Word for word, repeat everything in the records below except the pictures.

━━━━━ SOURCE MATERIAL ━━━━━

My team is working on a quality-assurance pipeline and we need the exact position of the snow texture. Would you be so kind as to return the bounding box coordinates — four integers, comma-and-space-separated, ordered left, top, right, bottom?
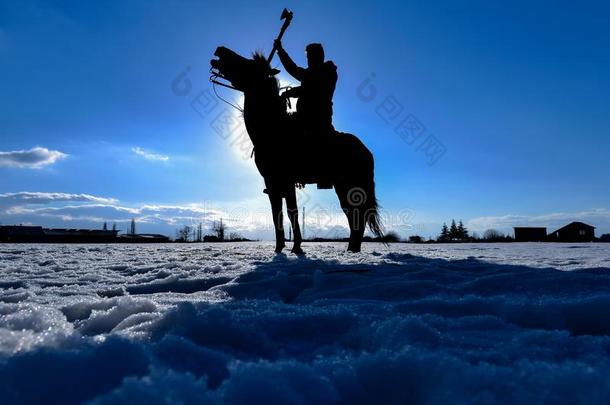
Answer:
1, 242, 610, 404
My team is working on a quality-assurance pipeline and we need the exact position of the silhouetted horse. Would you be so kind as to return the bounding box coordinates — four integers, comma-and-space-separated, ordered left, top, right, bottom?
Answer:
211, 47, 383, 253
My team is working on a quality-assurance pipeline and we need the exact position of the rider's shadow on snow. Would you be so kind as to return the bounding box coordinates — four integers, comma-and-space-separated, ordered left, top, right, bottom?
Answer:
215, 253, 610, 336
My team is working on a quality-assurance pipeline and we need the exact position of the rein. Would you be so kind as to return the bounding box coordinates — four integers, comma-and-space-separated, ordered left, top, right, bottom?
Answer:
209, 69, 243, 113
209, 67, 292, 160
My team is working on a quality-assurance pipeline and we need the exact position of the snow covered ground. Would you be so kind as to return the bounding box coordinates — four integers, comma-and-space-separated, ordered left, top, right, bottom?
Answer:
1, 242, 610, 404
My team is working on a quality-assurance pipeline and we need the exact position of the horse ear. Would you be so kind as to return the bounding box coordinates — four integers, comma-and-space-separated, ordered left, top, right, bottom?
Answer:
269, 68, 280, 76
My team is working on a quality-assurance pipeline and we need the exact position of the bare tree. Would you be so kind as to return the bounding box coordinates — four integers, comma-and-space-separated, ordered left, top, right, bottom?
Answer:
228, 232, 243, 241
176, 225, 192, 242
409, 235, 423, 243
381, 231, 401, 243
130, 218, 136, 235
483, 229, 504, 241
213, 219, 225, 241
197, 223, 203, 242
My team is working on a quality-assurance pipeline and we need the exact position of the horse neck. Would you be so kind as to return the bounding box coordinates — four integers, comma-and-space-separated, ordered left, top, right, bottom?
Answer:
243, 82, 284, 147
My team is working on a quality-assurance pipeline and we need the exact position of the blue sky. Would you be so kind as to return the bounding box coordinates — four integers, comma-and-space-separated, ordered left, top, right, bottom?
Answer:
1, 0, 609, 239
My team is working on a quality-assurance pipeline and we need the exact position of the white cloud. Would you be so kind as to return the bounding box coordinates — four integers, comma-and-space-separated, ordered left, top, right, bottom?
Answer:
132, 147, 169, 162
0, 193, 251, 236
0, 147, 67, 169
0, 192, 118, 206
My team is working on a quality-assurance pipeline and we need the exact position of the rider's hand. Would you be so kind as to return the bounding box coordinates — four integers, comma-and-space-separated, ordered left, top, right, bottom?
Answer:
274, 39, 283, 50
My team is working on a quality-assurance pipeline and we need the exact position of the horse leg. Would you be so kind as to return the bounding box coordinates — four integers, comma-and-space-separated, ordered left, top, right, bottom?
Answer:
268, 191, 286, 253
285, 188, 304, 255
349, 207, 366, 253
336, 185, 362, 253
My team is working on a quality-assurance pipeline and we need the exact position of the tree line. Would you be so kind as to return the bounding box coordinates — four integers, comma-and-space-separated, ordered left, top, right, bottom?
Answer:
405, 220, 514, 243
175, 219, 250, 243
438, 219, 469, 242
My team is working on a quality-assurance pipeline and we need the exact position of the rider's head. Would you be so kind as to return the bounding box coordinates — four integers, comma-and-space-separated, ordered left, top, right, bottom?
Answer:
306, 43, 324, 68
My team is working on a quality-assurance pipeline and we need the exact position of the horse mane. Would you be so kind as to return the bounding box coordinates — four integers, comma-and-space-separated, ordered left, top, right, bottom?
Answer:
252, 51, 280, 92
250, 51, 288, 118
252, 51, 265, 60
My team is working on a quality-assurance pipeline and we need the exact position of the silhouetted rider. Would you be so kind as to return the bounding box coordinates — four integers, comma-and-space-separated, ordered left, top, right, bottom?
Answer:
274, 40, 337, 139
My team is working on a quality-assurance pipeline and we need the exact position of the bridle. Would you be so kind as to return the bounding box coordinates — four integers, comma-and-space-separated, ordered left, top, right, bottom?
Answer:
209, 68, 237, 91
209, 68, 243, 112
209, 66, 293, 113
209, 62, 293, 160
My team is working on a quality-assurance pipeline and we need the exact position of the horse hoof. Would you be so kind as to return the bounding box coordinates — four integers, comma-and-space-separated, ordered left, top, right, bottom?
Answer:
291, 246, 305, 256
275, 244, 286, 254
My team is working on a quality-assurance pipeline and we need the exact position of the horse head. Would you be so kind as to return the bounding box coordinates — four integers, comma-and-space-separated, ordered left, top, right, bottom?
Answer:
211, 46, 280, 92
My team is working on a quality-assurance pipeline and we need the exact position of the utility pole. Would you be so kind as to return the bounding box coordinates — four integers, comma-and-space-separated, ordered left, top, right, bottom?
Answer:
130, 218, 136, 235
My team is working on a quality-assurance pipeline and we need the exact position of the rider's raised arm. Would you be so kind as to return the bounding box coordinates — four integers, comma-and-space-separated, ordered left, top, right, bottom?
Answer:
277, 47, 306, 81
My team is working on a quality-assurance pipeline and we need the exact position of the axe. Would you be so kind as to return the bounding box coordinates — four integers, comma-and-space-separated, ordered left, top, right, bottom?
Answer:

━━━━━

TASK SOLUTION:
My team is working on a quality-assurance pipeline and we need the exact position of the snow texture. Would you be so kind as to return the bounding box coordinates — four integers, comma-and-space-separated, ordered left, top, right, bottom?
Answer:
1, 242, 610, 404
My team is working on a quality-assurance pipeline and we need the exact position of the silhouetted horse. Would you be so kind as to return the bounding box coordinates — four integers, comma-and-space-separated, ordered left, top, right, bottom?
Answer:
211, 47, 383, 253
My team is working on a quality-assurance pipeline and we need the exact position of the rider's shadow on snow. Would you be so kind as to return the bounding box coordinates — four integers, comma-and-space-separated, ordered left, top, right, bottom?
Answer:
215, 253, 610, 336
My team is working on a quality-assurance pipeline and we need the exact position of the rein. Would you be so kind as to return the bounding box coordinates — four integers, comma-and-space-separated, ordered left, top, right, bottom?
Answer:
209, 69, 243, 113
209, 67, 292, 160
My team is working on a quality-assurance pipeline and we need the exact position of the snow covered ground. Would you be so kind as to return the bounding box coordinates — four integers, comma-and-space-separated, ordered left, top, right, bottom?
Answer:
1, 242, 610, 404
My team is working on a quality-assurance pipeline and we need the exact position of the horse ear. Would you be so kind as to return the bounding box coordinates — four integers, comma-and-space-separated, ordered left, top, right, bottom?
Answer:
269, 68, 280, 76
My team is working on a quality-assurance pipeline and we need the exact position of the bare tree. Would you be so kind as to return the bounding box coordinates — four integers, comma-and-space-separated, ordered left, top, right, bottom?
Answer:
228, 232, 243, 241
176, 225, 192, 242
409, 235, 423, 243
381, 231, 401, 243
130, 218, 136, 235
483, 229, 504, 241
213, 219, 225, 241
197, 223, 203, 242
My team is working on a quality-assurance pipeline and we need the exact position of the horse neck. Would you be so kind as to return the bounding box coordinates — four integers, comma-and-space-separated, ordered left, top, right, bottom?
Answer:
243, 82, 284, 147
My team is working on a quality-assurance pipeline and we need the exact position of the blue sky. Would you be so kind as to return the bounding box coordinates — four integers, comma-and-space-separated, ordered left, top, right, bottom?
Answer:
1, 0, 609, 239
My team is working on a quality-assurance pipeline and we need the exact position of the white cloud. Would you be so kind as to return the bounding box coordinates — four integers, comma-and-space-separated, ordered left, top, right, bottom?
Answer:
132, 147, 169, 162
0, 193, 251, 236
0, 147, 67, 169
0, 192, 118, 206
My team is working on a quality-assurance pipeline and we need the exact position of the rider's hand. Would you be so kind as to return the bounding box coordinates — four integers, comma-and-space-separated, ordered left, top, right, bottom?
Answer:
274, 39, 283, 50
My team is working on a quality-assurance pipeline and we need the exact position of the horse leg. Would you be so kind as to return the bounding box coordinates — four integers, comma-and-space-separated, ordered left, top, right, bottom?
Answer:
268, 191, 286, 253
285, 188, 304, 255
349, 207, 366, 253
336, 185, 362, 253
My team is working on a quality-assurance pipeline and we need the exact position of the tree line. Would you be so kind as to return the bounding box coordinates — four integers, comma-and-space-separated, ordered left, top, right, bottom?
Answer:
405, 220, 514, 243
175, 219, 250, 243
438, 219, 469, 242
My team is working on a quality-assurance pipeline and we need the exact position of the rider's head. Would you be so kind as to return the bounding box coordinates — four integers, comma-and-space-separated, ordered left, top, right, bottom?
Answer:
306, 43, 324, 68
My team is working on a quality-assurance pipeline and we need the exact position of the horse mane. Would you be so kind as to return the bounding box coordinates — four integers, comma-and-space-separated, ordered left, top, right, bottom?
Answer:
252, 51, 280, 92
250, 51, 288, 118
252, 51, 265, 60
My team is working on a quality-assurance pipeline and we need the exact position of the silhouetted rider. Would you be so kind as to return the bounding box coordinates — four integers, comma-and-space-separated, ordered left, top, right, bottom?
Answer:
274, 40, 337, 139
My team is working on a quality-assurance pipeline and we need the exact position of the bridle. Would you be so kind as to return the bounding box coordinates — four integers, comma-and-space-separated, ordered left, top, right, bottom?
Answer:
209, 68, 237, 91
209, 68, 243, 112
209, 66, 293, 113
209, 62, 293, 160
My team is working on a quality-assurance pipeline and we need the exact position of the horse hoof. Would you be so kind as to return the bounding box coordinates — four integers, comma-and-space-separated, ordered left, top, right, bottom?
Answer:
291, 246, 305, 256
275, 244, 286, 254
My team is working on a quality-assurance pipeline and we need the exact position of the horse head. Would you be so kind as to return the bounding box coordinates — four integers, comma-and-space-separated, ordered left, top, right, bottom?
Answer:
211, 46, 280, 92
My team is working on a quality-assurance pipeline and we need the exact position of the utility pole. Would you be so kind as to return the bounding box coordinates — four integers, comma-and-space-separated, ordered left, top, right, bottom?
Answer:
130, 218, 136, 235
My team is working on a quality-assurance pipeline and we need the exact position of the rider's raised arm. Would you be so kind as to return the bounding box coordinates — four integers, comma-and-space-separated, ordered left, top, right, bottom?
Answer:
277, 47, 306, 81
My team is working on a quality-assurance pipeline and we need the exact position of the axe. Would you be so kind as to return the bounding box coordinates — four integers, comma-and-space-separated, ordered left, top, right, bottom?
Answer:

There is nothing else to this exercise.